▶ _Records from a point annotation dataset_

==============================

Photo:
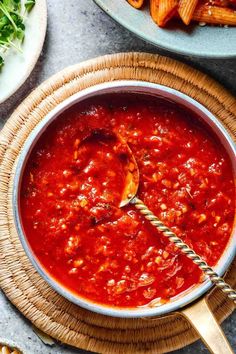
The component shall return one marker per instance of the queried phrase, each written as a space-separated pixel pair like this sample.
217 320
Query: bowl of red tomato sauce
109 259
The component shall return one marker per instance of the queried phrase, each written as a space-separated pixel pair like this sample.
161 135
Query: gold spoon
129 197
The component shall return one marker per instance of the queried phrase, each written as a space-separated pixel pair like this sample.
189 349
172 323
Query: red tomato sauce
71 190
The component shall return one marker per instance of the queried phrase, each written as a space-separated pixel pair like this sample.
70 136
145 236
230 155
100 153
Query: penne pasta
215 15
167 9
154 10
136 3
186 9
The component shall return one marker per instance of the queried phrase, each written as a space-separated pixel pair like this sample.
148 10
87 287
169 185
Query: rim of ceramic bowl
160 44
133 87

==============================

▶ _The task_
Swap "component" for "module" everywhere in the listing, and write out the whole listing again with nothing else changed, leaving out the pictures.

▶ _Task response_
Photo:
The module shall return one marker per instance of the queried phrase, each written as a space-separated pixel pair like this sample.
217 320
Query: bowl of red tomato sauce
109 259
The module shall return one marker per instance of the queried phrase, each written as a space-separated pixel pair like this sample.
161 135
Query: gold spoon
129 197
The module shall return one marker per instance of the queried phrase, each written as a space-separated pixel pair like this sample.
189 349
172 323
Query: red tomato sauce
71 190
The module shall return one marker per instance of the queried phrase, each written as a space-separated pixel pair like this sample.
70 136
145 236
230 155
100 153
Query: penne pasta
215 15
167 9
154 10
136 3
186 9
The module shall return one marker per instance of the queried phrase, each written as a space-separated pixel pair like this sample.
148 10
87 287
169 185
Query: rim of ceramic bowl
160 44
133 87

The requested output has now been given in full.